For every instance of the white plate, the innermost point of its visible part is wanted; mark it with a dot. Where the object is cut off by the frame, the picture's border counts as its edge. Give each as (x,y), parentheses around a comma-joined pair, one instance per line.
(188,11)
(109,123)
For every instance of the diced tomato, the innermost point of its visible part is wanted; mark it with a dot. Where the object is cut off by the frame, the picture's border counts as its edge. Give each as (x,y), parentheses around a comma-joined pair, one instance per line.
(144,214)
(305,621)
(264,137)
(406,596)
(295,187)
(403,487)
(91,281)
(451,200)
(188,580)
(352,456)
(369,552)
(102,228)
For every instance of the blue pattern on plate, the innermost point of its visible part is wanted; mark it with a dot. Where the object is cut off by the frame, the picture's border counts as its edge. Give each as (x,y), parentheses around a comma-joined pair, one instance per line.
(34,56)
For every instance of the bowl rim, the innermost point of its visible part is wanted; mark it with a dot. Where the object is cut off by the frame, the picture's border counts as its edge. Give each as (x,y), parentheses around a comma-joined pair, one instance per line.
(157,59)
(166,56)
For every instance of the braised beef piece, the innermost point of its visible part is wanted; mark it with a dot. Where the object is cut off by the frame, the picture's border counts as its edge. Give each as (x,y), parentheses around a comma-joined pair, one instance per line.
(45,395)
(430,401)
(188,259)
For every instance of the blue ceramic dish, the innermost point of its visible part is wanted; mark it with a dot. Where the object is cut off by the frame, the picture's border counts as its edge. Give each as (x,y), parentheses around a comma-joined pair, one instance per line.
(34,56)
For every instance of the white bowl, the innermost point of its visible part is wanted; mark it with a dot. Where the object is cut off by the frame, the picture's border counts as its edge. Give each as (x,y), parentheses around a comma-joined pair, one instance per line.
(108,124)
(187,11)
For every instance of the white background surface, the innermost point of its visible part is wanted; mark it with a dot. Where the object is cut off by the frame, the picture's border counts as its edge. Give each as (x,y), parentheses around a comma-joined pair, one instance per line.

________________

[WHAT THE TASK ASKS]
Copy word for word the stretch of the records from the line containing "For every instance of the white bowl, the" through the end of the records.

[RESULT OF THIS TASK]
For every instance of the white bowl, the innermost point of its visible part is wanted; mark it with a dot. Where the object is cut off by the frame, the picture's border counts as its edge. Give each as (x,y), parentheses around a comma-joined pair, one instance per line.
(108,124)
(187,11)
For every instance of the white background surface, the innermost point of its visible part is wanted; mark it with a dot. Where the object is cut off by the frame, the picture's border counts as its edge. Give each as (x,y), parentheses around a comma-joined pair, one instance per line.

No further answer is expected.